* begin *
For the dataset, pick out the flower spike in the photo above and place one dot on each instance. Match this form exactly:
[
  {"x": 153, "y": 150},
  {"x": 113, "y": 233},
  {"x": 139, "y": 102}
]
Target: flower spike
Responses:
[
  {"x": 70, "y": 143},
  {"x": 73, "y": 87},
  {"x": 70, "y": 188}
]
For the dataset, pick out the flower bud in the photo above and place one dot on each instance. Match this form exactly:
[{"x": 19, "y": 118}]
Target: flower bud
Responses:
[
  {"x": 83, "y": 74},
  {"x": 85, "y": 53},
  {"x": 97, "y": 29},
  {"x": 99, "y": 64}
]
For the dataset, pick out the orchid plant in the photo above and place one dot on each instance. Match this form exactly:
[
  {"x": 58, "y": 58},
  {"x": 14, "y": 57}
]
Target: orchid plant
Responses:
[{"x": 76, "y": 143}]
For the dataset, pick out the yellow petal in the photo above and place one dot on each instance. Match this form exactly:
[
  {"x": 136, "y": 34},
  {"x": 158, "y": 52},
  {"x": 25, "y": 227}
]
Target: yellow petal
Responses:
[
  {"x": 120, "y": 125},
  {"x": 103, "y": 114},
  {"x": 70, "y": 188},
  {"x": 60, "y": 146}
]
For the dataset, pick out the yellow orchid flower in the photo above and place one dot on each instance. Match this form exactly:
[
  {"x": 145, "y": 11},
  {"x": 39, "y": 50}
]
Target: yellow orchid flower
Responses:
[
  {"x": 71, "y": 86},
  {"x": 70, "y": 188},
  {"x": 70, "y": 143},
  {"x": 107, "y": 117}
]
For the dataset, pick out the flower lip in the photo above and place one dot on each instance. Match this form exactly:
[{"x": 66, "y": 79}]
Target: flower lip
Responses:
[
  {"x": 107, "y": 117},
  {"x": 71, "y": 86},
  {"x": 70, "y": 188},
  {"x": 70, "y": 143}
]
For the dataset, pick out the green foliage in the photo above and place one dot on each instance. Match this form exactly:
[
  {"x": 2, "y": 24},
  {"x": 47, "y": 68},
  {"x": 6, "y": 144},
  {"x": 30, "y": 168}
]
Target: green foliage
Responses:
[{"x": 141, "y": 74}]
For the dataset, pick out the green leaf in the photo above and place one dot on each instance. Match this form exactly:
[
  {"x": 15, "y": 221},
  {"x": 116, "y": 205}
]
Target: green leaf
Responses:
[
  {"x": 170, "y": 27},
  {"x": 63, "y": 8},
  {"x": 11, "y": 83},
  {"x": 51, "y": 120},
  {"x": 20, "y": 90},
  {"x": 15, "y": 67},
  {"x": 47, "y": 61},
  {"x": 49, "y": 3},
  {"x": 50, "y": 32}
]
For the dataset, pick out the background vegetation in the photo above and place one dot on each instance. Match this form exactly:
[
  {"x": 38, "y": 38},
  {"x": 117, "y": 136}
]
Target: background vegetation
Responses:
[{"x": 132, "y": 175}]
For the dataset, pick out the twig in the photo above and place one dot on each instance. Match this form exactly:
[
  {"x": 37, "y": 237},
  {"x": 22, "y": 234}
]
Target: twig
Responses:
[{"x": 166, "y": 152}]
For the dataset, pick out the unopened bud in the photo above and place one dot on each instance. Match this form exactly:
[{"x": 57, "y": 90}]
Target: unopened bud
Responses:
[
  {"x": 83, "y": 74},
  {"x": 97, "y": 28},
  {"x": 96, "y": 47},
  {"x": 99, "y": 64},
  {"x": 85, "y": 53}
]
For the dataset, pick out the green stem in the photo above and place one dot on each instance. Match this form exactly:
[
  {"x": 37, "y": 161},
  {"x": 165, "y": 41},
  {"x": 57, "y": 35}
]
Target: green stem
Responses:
* end *
Directions: The records above should be returned exactly.

Expected output:
For the dataset, pick out the flower spike in the photo above and place one dot on each instance. Match this form exactly:
[
  {"x": 153, "y": 150},
  {"x": 113, "y": 233},
  {"x": 139, "y": 102}
]
Target: flower spike
Responses:
[
  {"x": 70, "y": 143},
  {"x": 73, "y": 87},
  {"x": 70, "y": 188}
]
For the dataset, pick out the flower bud in the photo above and place one dot on each instance. Match this form exactly:
[{"x": 19, "y": 118}]
Target: flower bud
Responses:
[
  {"x": 83, "y": 74},
  {"x": 85, "y": 53},
  {"x": 97, "y": 29},
  {"x": 99, "y": 64}
]
For the dataset, pick out the orchid plant in the photo above and place one dot on each instance. Match this form exactly:
[
  {"x": 58, "y": 58},
  {"x": 14, "y": 57}
]
Target: orchid plant
Responses:
[{"x": 76, "y": 143}]
For the dataset, pick out the yellow petal in the photo above and place one dot on each instance. Match this form exactly:
[
  {"x": 136, "y": 34},
  {"x": 158, "y": 52},
  {"x": 25, "y": 227}
]
Target: yellow petal
Responses:
[
  {"x": 120, "y": 125},
  {"x": 103, "y": 114},
  {"x": 70, "y": 188},
  {"x": 60, "y": 146}
]
For the dataset, pick out the yellow orchid flower in the photo above and place one dot on each instance. Match this form exactly:
[
  {"x": 145, "y": 11},
  {"x": 39, "y": 50}
]
Target: yellow orchid flower
Responses:
[
  {"x": 71, "y": 86},
  {"x": 70, "y": 188},
  {"x": 70, "y": 143},
  {"x": 107, "y": 117}
]
For the dataset, pick out the flower lip in the photo above and place one dot on each instance. Match this form exactly:
[{"x": 66, "y": 79}]
Target: flower lip
Responses:
[
  {"x": 107, "y": 117},
  {"x": 71, "y": 86},
  {"x": 70, "y": 188},
  {"x": 70, "y": 143}
]
For the dataset, pick out the green foliage in the photo above and place one dot on each instance. Match this form exactly:
[
  {"x": 2, "y": 24},
  {"x": 47, "y": 68},
  {"x": 6, "y": 144},
  {"x": 30, "y": 168}
]
Target: green foliage
Responses:
[{"x": 141, "y": 74}]
For the dataset, pick out the green leaf in the photo above and place one dot on each instance. Match this form exactly:
[
  {"x": 15, "y": 221},
  {"x": 116, "y": 205}
]
Target: green leaf
Responses:
[
  {"x": 170, "y": 27},
  {"x": 63, "y": 8},
  {"x": 11, "y": 83},
  {"x": 51, "y": 120},
  {"x": 20, "y": 90},
  {"x": 15, "y": 67},
  {"x": 47, "y": 61},
  {"x": 49, "y": 3},
  {"x": 50, "y": 32}
]
For the dataset, pick out the background vegetation in the photo above and place one dot on each instance. Match this form exactly:
[
  {"x": 38, "y": 38},
  {"x": 117, "y": 136}
]
Target: background vegetation
Responses:
[{"x": 132, "y": 175}]
For the dataset, pick out the twig in the photo above and place one dot on each instance. Match this form exactly:
[
  {"x": 37, "y": 237},
  {"x": 22, "y": 234}
]
Target: twig
Responses:
[{"x": 166, "y": 152}]
For the dataset, pick out the unopened bud in the photo above and place one dot on each instance. Match this form exactly:
[{"x": 57, "y": 90}]
Target: unopened bud
Responses:
[
  {"x": 83, "y": 74},
  {"x": 97, "y": 28},
  {"x": 96, "y": 47},
  {"x": 99, "y": 64},
  {"x": 85, "y": 53}
]
For the dataset, pick out the green stem in the photo above and place one dot on each instance. Match this form exactly:
[
  {"x": 37, "y": 161},
  {"x": 165, "y": 41},
  {"x": 57, "y": 35}
]
Target: green stem
Responses:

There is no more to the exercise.